Data section start
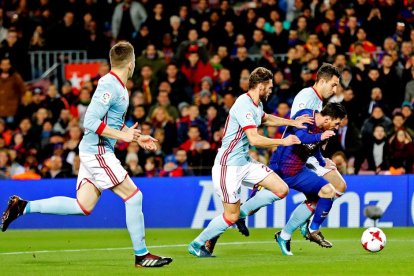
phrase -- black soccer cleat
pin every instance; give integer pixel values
(241, 225)
(14, 210)
(150, 260)
(210, 244)
(318, 238)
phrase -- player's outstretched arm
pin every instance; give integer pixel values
(257, 140)
(131, 134)
(299, 122)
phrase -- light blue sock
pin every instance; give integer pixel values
(323, 207)
(58, 205)
(215, 228)
(298, 217)
(135, 223)
(262, 198)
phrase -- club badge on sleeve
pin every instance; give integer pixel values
(106, 97)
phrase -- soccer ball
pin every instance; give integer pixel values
(373, 239)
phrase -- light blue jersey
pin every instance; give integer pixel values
(108, 107)
(307, 98)
(243, 115)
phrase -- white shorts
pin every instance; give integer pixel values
(313, 164)
(104, 171)
(227, 180)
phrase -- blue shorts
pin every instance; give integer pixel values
(306, 181)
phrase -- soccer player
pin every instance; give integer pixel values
(312, 98)
(233, 166)
(99, 168)
(290, 164)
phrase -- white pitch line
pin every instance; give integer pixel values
(173, 246)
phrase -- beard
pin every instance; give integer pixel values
(263, 98)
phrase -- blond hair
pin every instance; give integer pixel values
(121, 53)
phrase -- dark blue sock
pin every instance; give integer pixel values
(323, 207)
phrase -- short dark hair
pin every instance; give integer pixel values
(121, 53)
(327, 71)
(334, 110)
(259, 75)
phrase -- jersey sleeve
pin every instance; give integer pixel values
(303, 133)
(101, 101)
(244, 114)
(319, 157)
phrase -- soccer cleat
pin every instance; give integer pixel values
(150, 260)
(14, 210)
(197, 251)
(210, 244)
(304, 229)
(318, 238)
(241, 225)
(283, 244)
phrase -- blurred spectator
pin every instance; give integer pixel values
(62, 125)
(37, 41)
(5, 133)
(223, 83)
(12, 89)
(192, 45)
(181, 161)
(4, 165)
(54, 166)
(240, 62)
(54, 103)
(152, 57)
(157, 22)
(376, 99)
(200, 156)
(195, 69)
(164, 102)
(82, 105)
(341, 163)
(377, 118)
(392, 92)
(66, 34)
(407, 111)
(160, 118)
(15, 50)
(409, 88)
(398, 121)
(138, 116)
(127, 19)
(347, 141)
(401, 151)
(147, 83)
(132, 165)
(376, 152)
(180, 89)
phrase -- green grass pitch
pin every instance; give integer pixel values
(108, 252)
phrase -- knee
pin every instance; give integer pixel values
(86, 211)
(231, 218)
(327, 191)
(282, 191)
(340, 186)
(135, 198)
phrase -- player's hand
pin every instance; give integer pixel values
(290, 140)
(330, 164)
(327, 134)
(132, 134)
(301, 120)
(147, 142)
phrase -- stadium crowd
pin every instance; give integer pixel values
(193, 59)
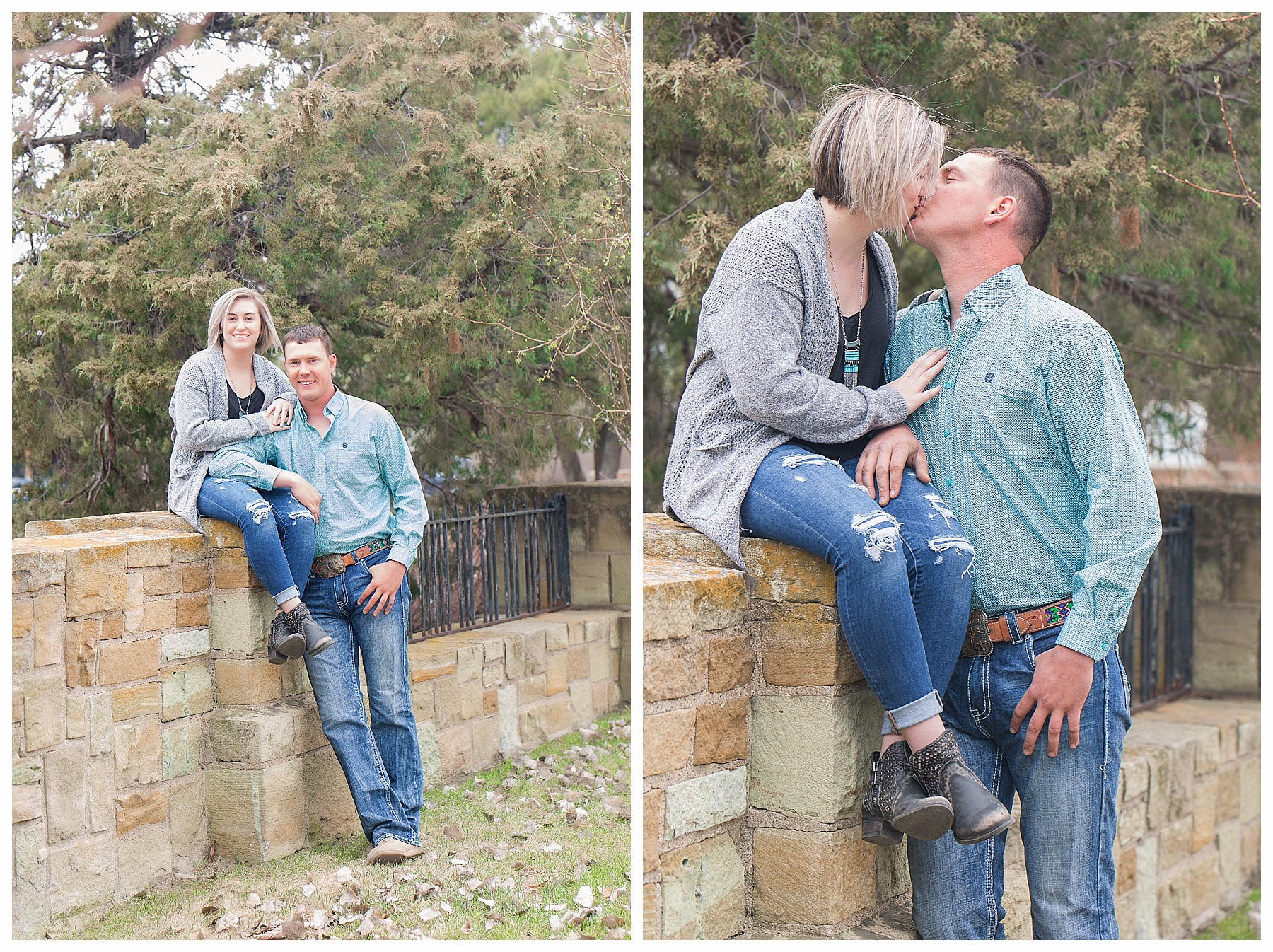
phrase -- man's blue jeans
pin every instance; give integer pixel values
(278, 533)
(902, 573)
(382, 760)
(1067, 805)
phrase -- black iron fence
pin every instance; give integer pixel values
(1158, 642)
(496, 563)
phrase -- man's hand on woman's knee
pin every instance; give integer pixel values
(888, 453)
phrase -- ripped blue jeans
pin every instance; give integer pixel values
(278, 533)
(902, 571)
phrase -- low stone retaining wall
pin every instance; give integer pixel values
(149, 726)
(757, 740)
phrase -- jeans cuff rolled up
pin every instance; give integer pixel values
(289, 592)
(910, 714)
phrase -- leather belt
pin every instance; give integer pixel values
(329, 567)
(983, 632)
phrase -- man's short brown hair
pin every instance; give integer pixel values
(305, 334)
(1018, 178)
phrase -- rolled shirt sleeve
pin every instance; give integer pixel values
(1099, 426)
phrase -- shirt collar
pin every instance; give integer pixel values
(988, 297)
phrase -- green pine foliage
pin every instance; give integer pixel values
(446, 194)
(1098, 101)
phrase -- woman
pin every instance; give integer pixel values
(218, 400)
(783, 391)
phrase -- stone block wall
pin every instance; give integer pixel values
(149, 727)
(757, 738)
(1226, 587)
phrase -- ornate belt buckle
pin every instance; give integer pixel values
(977, 642)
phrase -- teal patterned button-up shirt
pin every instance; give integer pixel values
(1037, 447)
(362, 468)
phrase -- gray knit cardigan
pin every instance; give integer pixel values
(760, 374)
(202, 425)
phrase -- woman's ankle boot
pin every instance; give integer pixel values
(895, 803)
(942, 772)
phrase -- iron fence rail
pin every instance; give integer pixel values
(477, 568)
(1156, 644)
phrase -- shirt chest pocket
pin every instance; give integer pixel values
(356, 463)
(1007, 414)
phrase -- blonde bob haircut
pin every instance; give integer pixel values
(868, 146)
(269, 337)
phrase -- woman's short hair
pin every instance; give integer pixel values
(267, 339)
(867, 146)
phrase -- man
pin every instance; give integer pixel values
(1037, 447)
(371, 521)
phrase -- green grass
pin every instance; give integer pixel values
(1236, 924)
(496, 847)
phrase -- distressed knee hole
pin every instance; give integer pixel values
(880, 531)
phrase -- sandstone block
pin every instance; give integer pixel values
(811, 756)
(730, 663)
(158, 615)
(28, 802)
(42, 711)
(485, 741)
(330, 806)
(668, 741)
(36, 567)
(135, 702)
(252, 736)
(577, 662)
(195, 578)
(681, 597)
(811, 878)
(185, 690)
(456, 750)
(431, 754)
(143, 861)
(49, 611)
(674, 670)
(800, 654)
(240, 620)
(138, 808)
(707, 801)
(81, 651)
(161, 582)
(187, 829)
(192, 611)
(652, 825)
(81, 876)
(65, 792)
(178, 750)
(95, 578)
(703, 891)
(185, 644)
(252, 812)
(101, 724)
(31, 881)
(136, 754)
(246, 681)
(119, 662)
(74, 718)
(557, 673)
(1249, 779)
(721, 732)
(581, 704)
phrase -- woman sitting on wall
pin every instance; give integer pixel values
(224, 395)
(782, 395)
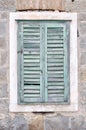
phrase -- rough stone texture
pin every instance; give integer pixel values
(83, 58)
(3, 75)
(2, 28)
(19, 123)
(40, 4)
(57, 123)
(3, 90)
(37, 123)
(77, 5)
(64, 121)
(7, 5)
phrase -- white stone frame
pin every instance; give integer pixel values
(73, 106)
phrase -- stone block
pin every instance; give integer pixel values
(2, 42)
(3, 90)
(3, 58)
(4, 106)
(37, 123)
(7, 5)
(4, 15)
(83, 28)
(83, 58)
(56, 123)
(76, 6)
(19, 123)
(40, 4)
(78, 123)
(83, 74)
(3, 75)
(82, 16)
(3, 28)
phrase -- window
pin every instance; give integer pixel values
(43, 49)
(43, 62)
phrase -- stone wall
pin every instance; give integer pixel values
(42, 121)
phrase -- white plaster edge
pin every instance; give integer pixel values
(73, 106)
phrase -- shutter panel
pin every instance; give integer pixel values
(30, 83)
(57, 63)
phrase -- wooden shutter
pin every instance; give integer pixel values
(43, 61)
(57, 82)
(29, 66)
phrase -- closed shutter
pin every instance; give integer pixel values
(57, 83)
(43, 61)
(29, 65)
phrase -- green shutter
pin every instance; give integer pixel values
(30, 66)
(43, 61)
(57, 89)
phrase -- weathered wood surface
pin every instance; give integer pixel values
(40, 5)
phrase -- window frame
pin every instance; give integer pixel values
(73, 106)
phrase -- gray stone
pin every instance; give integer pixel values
(7, 5)
(19, 123)
(2, 42)
(83, 28)
(3, 28)
(83, 58)
(3, 90)
(4, 106)
(5, 123)
(3, 75)
(76, 6)
(83, 74)
(78, 123)
(82, 16)
(4, 57)
(57, 123)
(4, 15)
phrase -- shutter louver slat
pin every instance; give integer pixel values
(31, 63)
(55, 64)
(30, 94)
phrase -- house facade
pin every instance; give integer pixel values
(23, 115)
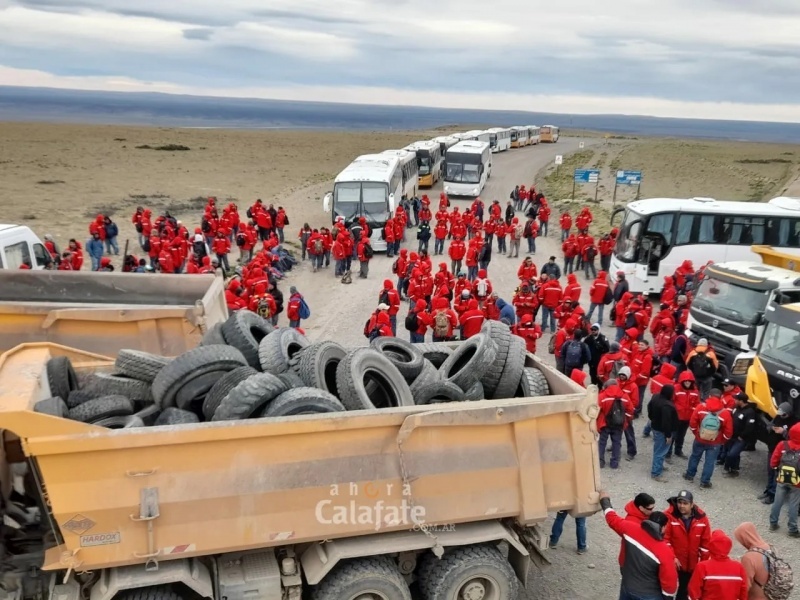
Data section end
Exercise objective = Produce a verbatim copy of all records, minus pictures.

Expected answer =
phrase -- black soccer cleat
pin every instance; give integer pixel values
(241, 225)
(14, 210)
(150, 260)
(210, 244)
(318, 238)
phrase -- player's outstretched arm
pin every instance; give integer pixel values
(257, 140)
(131, 134)
(299, 122)
phrase -- light blue sock
pin every instance; give integer pixel values
(323, 207)
(58, 205)
(215, 228)
(298, 217)
(135, 223)
(262, 198)
phrase -- club badge on sleeve
pin every instance; give integer pixel values
(106, 97)
phrase -- soccer ball
pin every instance; give integer pixel values
(373, 239)
phrase -- light blue jersey
pin every instance; give integer pixel values
(108, 107)
(307, 98)
(243, 115)
phrase -- white shorts
pin every instance; give integer pixel values
(313, 164)
(104, 171)
(227, 180)
phrase -- blue shorts
pin every instance; give integer pixel values
(306, 181)
phrase -- soccer player
pin every instance; give integer pixel values
(312, 98)
(233, 166)
(99, 168)
(290, 164)
phrase -- white pitch line
pin every instance; give integer pixel values
(173, 246)
phrase -- beard
pin every instance; give integer pixel values
(263, 98)
phrase -- blond hair
pin every instance; give integer pixel values
(121, 53)
phrase -- dark blue sock
pin every instance; give integer pixel values
(323, 207)
phrase -- short dark hair
pin every instance; give integer pixel values
(121, 53)
(327, 71)
(334, 110)
(259, 75)
phrase -- jersey sleeve
pin every instance; give integer pixel values
(303, 133)
(101, 101)
(244, 114)
(319, 157)
phrase -- soccer cleat
pin every instance; give integer pixel values
(150, 260)
(14, 210)
(197, 251)
(210, 244)
(304, 229)
(318, 238)
(241, 225)
(283, 244)
phrase -- blurred spectator
pin every instance; give integer pixel values
(62, 125)
(37, 41)
(5, 133)
(223, 83)
(12, 89)
(192, 45)
(181, 161)
(4, 165)
(54, 166)
(240, 62)
(54, 103)
(152, 57)
(157, 22)
(376, 99)
(200, 156)
(195, 69)
(164, 102)
(82, 105)
(341, 163)
(377, 118)
(392, 92)
(66, 34)
(407, 111)
(160, 118)
(15, 50)
(409, 88)
(398, 121)
(138, 116)
(127, 19)
(347, 141)
(401, 151)
(147, 83)
(132, 165)
(376, 152)
(180, 89)
phrase -- green grass pitch
pin every instance; give integer pixel values
(108, 252)
phrase -- knee
pin every instance; give integer pixel values
(86, 211)
(231, 218)
(327, 191)
(282, 191)
(340, 186)
(135, 198)
phrase -- player's hand
pin every instance; give integer pixel values
(290, 140)
(330, 164)
(327, 134)
(132, 134)
(301, 120)
(147, 142)
phrase -- stadium crowd
pin every instance; give integer pixel values
(193, 59)
phrase -- man's blue jeans
pin every instance; give integer pixel values
(278, 533)
(902, 573)
(382, 760)
(1067, 805)
phrase -- black iron fence
pin every instance; give integer pixel values
(1158, 642)
(496, 563)
phrase -- man's hand on woman's knee
pin every instance; give integer pixel values
(888, 453)
phrase -- ripped blue jeans
pin every instance; give integer pixel values
(278, 533)
(902, 571)
phrase -- low stone retaining wall
pin every instance; give integer pixel values
(149, 726)
(757, 740)
phrase -- jeans cuff rolled up
pin every instance; give integer pixel values
(289, 592)
(910, 714)
phrase -- leather belt
pin every instance; give integer pixel values
(329, 567)
(983, 632)
phrase -- man's short brown hair
pin every instance; give integer pixel values
(305, 334)
(1018, 178)
phrase -- rolled shirt sleeve
pin every instance; give integer pixel values
(1099, 426)
phrase -- shirt collar
pin every instance; give integer pixel values
(988, 297)
phrase -- green pine foliage
pin every instance; give integer pixel values
(446, 194)
(1098, 101)
phrase -- woman
pin every instance; give integer pixel values
(218, 400)
(783, 391)
phrase -- stone block wall
pin every instance; give integer pixel values
(149, 727)
(757, 738)
(1226, 587)
phrase -- ornate belt buckle
pin every instance; give integer pixel values
(977, 642)
phrase -- teal patterned button-up shirt
pin every instance; give integer pixel values
(1037, 447)
(362, 468)
phrase -- gray knit cardigan
pin every instance; give integer pixel values
(760, 374)
(202, 425)
phrase -- woman's ankle boot
pin every instance; give integer pixel values
(895, 803)
(942, 772)
phrase -- iron fence rail
pin every instance; give integer pixel values
(477, 568)
(1156, 644)
phrase -- shirt chest pocket
pin every instance; give integer pixel values
(356, 463)
(1007, 414)
phrase -- blonde bob haircut
pin every instance; give integer pixel values
(868, 146)
(269, 337)
phrase -- woman's short hair
pin every instance; give integer pixel values
(267, 339)
(867, 146)
phrase -- man
pin every instance; give integer pixel values
(1037, 447)
(371, 521)
phrase -- green grass
pin every instance; give integer pixel values
(1236, 924)
(496, 847)
phrase -- distressed knee hole
pin every instance; give integer pixel values
(880, 531)
phrase -- sandstone block
pin every instance; give integer pixel values
(811, 756)
(730, 663)
(158, 615)
(28, 802)
(42, 711)
(485, 741)
(330, 806)
(668, 741)
(36, 567)
(135, 702)
(252, 736)
(577, 662)
(195, 578)
(681, 597)
(811, 878)
(185, 690)
(456, 750)
(431, 754)
(143, 861)
(49, 611)
(674, 670)
(800, 654)
(240, 620)
(138, 808)
(707, 801)
(81, 651)
(161, 582)
(187, 829)
(192, 611)
(652, 825)
(81, 876)
(65, 792)
(178, 750)
(95, 578)
(703, 891)
(185, 644)
(252, 812)
(101, 724)
(31, 881)
(136, 754)
(246, 681)
(119, 662)
(74, 718)
(557, 673)
(1249, 779)
(721, 732)
(581, 704)
phrase -- woman sitting on wall
pin every instance; give integer pixel values
(224, 395)
(782, 395)
phrase -- rough stone texture
pin every instance; give integer pixel values
(83, 58)
(3, 75)
(2, 28)
(19, 123)
(40, 4)
(57, 123)
(3, 90)
(37, 123)
(77, 5)
(64, 121)
(7, 5)
phrase -- white stone frame
pin every instance; give integer pixel values
(73, 106)
phrase -- stone block
pin every instance; give integer pixel values
(2, 42)
(3, 90)
(3, 58)
(4, 106)
(37, 123)
(7, 5)
(4, 15)
(83, 28)
(83, 58)
(56, 123)
(76, 6)
(19, 123)
(40, 4)
(78, 123)
(83, 74)
(3, 75)
(82, 16)
(3, 28)
phrase -- window
pin every instance; give integer pixel values
(43, 49)
(43, 62)
phrase -- stone wall
pin every instance; give integer pixel values
(42, 121)
phrase -- white plaster edge
pin every instance; give integer pixel values
(73, 106)
phrase -- shutter panel
pin every instance; give integer pixel values
(30, 83)
(57, 63)
phrase -- wooden shutter
pin every instance; give integer pixel values
(43, 61)
(57, 82)
(29, 66)
phrase -- closed shutter
pin every instance; give integer pixel values
(57, 83)
(43, 61)
(29, 65)
phrase -- green shutter
pin every instance; give integer pixel values
(30, 66)
(43, 61)
(57, 89)
phrase -- weathered wood surface
pin every instance; give integer pixel values
(40, 5)
phrase -- window frame
pin every instance; give integer pixel values
(73, 106)
phrase -- gray stone
pin every instance; give integer pixel values
(7, 5)
(19, 123)
(2, 42)
(83, 28)
(3, 28)
(83, 58)
(3, 90)
(4, 106)
(5, 123)
(3, 75)
(76, 6)
(83, 74)
(78, 123)
(82, 16)
(4, 57)
(57, 123)
(4, 15)
phrase -- shutter louver slat
pin every instance; give integer pixel values
(31, 63)
(55, 64)
(30, 94)
phrase -- house facade
pin every instance; give integer pixel values
(23, 115)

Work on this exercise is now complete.